Recorded data:
════
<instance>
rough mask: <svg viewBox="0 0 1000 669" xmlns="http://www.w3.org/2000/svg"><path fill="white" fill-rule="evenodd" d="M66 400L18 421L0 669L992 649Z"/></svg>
════
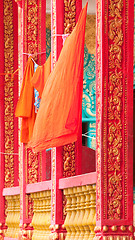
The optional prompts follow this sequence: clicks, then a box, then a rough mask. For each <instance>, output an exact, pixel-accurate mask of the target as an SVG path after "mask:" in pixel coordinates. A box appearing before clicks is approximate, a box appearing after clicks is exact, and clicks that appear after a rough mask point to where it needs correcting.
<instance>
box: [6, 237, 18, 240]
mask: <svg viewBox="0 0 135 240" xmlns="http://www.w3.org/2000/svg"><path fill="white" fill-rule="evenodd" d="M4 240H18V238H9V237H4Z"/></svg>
════
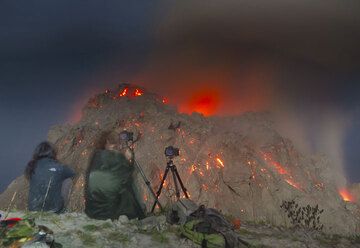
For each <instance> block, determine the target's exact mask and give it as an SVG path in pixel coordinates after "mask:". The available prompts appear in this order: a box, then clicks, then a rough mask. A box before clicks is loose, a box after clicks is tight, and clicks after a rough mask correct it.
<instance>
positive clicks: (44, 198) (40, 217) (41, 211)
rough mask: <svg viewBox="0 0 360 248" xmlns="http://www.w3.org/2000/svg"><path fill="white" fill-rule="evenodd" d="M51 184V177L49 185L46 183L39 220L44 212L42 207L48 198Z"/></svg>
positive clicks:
════
Using the listing above, count the lines that contain the word "positive" and state only that number.

2